Then you’ve got the question of epic/historical fantasy. Until recently it’s been the default standard for fantasy fiction, and it arises directly out of the Tolkien school of literature, and the Dungeons and Dragons culture – both of which are traditionally male-centric. As a result, this (now sub) genre is traditionally male oriented. The biggest names writing it are male, and the loudest voices discussing it are male, and the writers getting the lion’s share of the spotlight are male. So yes, as a female writer, sometimes it does feel as though women epic fantasy novelists aren’t accorded the same amount of oxygen in the conversation. I look at the achievements of a writer like Kate Elliott, whose Crown of Stars series is easily as complicated and challenging and epic as Martin’s work, and she is not anywhere near as visible. I find that difficult to sit with. However, I’ll note that my publisher, Orbit, is a brilliant champion of women writing epic fantasy. From what I can see, the resistance tends to come from the gatekeepers of the epic fantasy sub genre. They’re predominantly male, and they consistently focus on male writers, and that means the women writing epic/historical fantasy often get short-changed. And when you get male reviewers openly disparaging female writers in high profile genre magazines, well, that doesn’t make the situation any easier.

Having said all that, though, I think it must also be said that many of the traditional elements associated with epic/historical fantasy are elements that don’t traditionally appeal to women, either as writers or readers. But that doesn’t mean that no women are interested in them, or that women aren’t capable of writing them with the same flair and authenticity as men. What’s happening, I think, is that some people are falling victim to gender biases and assumptions, which is unfortunate.

Q: Following on from that, does the gender of the writer change your expectations when you pick up their book?

I wish I could say no, but I think it does, to an extent. Epic fantasy written by men tends – and I say tends, it’s not a universal truth – to be heavier on action than emotion. Often there’s no romantic element to the storytelling and certainly a de-emphasis on female characters.  For whatever reasons, those are elements that I really want to see in the books I read. Patrick Rothfuss said on a panel recently that he’s encountered a lot of resistance to the notion of romance in fantasy. I think that’s sad, because I don’t believe for a moment that men don’t want and need love in their lives as much as any woman. And if there is a percentage of men who find romance in epic fantasy confronting, well, that’s no reason to eliminate it  – and by extension, women – from this sub genre of speculative fiction. Absolutely there is an important place for the male-centric story, the male bonding story, all that stuff. It’s as vital as the female empowerment of urban fantasy. But it shouldn’t exist at the expense of epic fantasy that presents are more gender-equal view of the world, where men and women fight the good fight side by side, sometimes falling in love along the way.

▸ **Task instructions**
[1] Copy the passage on women in epic fantasy, starting with "Having said all" and going on through "up their book?", and replace "flair" with "skill".
[2] Write the next part of the passage on women in epic fantasy, picking up right after its last sentence.
The entries come from a separate source and have nothing to do with the passage.

▸ **Extracted information**

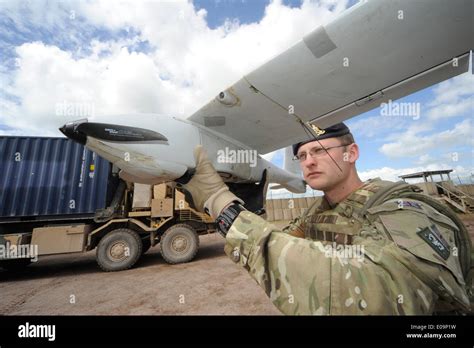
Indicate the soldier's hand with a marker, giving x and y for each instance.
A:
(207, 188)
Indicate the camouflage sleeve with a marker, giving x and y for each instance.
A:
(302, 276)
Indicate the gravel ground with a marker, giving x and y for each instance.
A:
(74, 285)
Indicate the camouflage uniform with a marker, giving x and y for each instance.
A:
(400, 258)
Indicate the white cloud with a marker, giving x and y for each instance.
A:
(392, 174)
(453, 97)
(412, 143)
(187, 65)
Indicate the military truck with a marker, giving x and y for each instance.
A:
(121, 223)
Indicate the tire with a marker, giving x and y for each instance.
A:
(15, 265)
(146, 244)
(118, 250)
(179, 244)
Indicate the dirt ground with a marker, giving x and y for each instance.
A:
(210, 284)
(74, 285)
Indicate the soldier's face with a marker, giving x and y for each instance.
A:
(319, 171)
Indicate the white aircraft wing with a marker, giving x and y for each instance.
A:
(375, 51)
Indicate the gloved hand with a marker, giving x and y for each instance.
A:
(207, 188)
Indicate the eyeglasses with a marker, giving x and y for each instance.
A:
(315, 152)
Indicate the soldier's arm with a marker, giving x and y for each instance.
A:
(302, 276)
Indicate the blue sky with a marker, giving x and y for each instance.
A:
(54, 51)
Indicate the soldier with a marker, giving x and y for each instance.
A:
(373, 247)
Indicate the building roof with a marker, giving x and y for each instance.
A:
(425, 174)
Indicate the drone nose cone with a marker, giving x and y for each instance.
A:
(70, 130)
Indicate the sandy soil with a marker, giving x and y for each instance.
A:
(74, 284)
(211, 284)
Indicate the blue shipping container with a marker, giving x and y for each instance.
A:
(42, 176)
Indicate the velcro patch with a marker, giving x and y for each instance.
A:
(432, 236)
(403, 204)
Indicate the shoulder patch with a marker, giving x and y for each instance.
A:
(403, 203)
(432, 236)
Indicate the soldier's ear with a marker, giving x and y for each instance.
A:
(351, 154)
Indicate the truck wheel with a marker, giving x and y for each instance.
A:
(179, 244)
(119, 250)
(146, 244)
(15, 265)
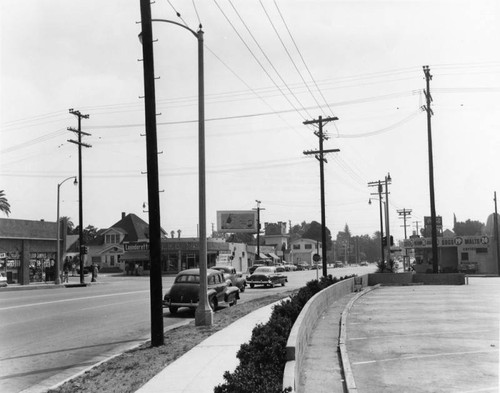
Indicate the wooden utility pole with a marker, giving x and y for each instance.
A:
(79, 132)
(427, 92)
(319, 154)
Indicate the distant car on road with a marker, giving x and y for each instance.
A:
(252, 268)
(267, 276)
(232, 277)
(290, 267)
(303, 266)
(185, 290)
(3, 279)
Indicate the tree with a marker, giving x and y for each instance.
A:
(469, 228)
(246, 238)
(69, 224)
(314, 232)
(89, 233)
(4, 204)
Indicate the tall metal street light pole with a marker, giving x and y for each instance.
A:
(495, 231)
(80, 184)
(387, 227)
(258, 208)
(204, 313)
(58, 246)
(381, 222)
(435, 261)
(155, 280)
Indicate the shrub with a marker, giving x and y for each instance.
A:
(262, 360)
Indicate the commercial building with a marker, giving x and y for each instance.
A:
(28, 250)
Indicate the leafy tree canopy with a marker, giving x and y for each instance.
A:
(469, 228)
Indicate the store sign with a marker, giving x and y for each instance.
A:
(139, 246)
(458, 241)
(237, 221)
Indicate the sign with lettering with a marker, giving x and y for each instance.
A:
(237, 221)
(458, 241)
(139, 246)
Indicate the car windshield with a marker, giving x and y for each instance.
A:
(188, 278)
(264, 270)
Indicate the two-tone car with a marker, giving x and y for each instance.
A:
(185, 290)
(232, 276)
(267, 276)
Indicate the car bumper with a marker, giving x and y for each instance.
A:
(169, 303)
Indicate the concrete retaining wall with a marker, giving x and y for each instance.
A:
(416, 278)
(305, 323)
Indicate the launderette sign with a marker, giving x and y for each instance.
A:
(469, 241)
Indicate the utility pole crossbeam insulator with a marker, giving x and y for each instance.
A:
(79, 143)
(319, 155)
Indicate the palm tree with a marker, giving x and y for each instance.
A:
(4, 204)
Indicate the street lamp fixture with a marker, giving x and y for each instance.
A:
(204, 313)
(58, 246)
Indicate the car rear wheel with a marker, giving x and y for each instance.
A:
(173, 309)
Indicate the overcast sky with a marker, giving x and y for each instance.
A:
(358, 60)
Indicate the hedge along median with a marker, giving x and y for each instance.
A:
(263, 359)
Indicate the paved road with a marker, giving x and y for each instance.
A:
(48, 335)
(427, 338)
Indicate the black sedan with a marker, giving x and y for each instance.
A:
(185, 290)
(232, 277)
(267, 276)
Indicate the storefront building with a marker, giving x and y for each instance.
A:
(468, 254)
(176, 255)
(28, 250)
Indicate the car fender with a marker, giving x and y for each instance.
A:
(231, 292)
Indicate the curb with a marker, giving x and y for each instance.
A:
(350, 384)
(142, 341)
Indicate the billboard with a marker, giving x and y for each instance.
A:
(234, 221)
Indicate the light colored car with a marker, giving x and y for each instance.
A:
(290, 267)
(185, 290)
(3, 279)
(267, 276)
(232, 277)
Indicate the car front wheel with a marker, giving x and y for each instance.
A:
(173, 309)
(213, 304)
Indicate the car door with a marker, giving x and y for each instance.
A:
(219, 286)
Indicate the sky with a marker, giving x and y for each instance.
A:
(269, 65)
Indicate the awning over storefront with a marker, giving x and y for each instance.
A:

▸ **Expected responses**
[1]
Having said all that, though, I think it must also be said that many of the traditional elements associated with epic/historical fantasy are elements that don’t traditionally appeal to women, either as writers or readers. But that doesn’t mean that no women are interested in them, or that women aren’t capable of writing them with the same skill and authenticity as men. What’s happening, I think, is that some people are falling victim to gender biases and assumptions, which is unfortunate.

Q: Following on from that, does the gender of the writer change your expectations when you pick up their book?

[2]
By the same token, if I pick up a fantasy novel written by a woman, I generally expect a softer, more emotion/character driven story. Often the focus isn’t on the miltary aspect of epic fantasy. But that doesn’t mean it’s all women can write, and it doesn’t mean that men can’t incorporate these more ‘feminine’ traits into their fiction with huge success. At the end of the day, we are all human beings who live and love and grieve and celebrate – and I think our stories should reflect that.

Ronald D Moore, the showrunner of the rejigged Battlestar Galactica, talks a lot about this on his dvd commentaries. He makes the point over and over that given the choice between losing a scene that’s all SFX and shoot’em up, and a scene that explores/reveals character, with emotion, he’ll lose the action sequence every time. To him, character is at the heart of storytelling. I’m rowing in his boat. That’s what I aim for in my writing, what I look for when enjoying someone else’s story, and what I think makes for the best story experience.

Q: And here’s the fun question. If you could book a trip on a time machine, where and when would you go, and why?

I’d go back to Elizabethan England, to the court of Elizabeth, so I could see her in person.

Karen has a copy of her latest book A Blight of Mages to give-away. Here’s Give-away Question: Would you rather live in the Stargate Universe or the StarWars Universe?

 

See Karen’s LJBlog.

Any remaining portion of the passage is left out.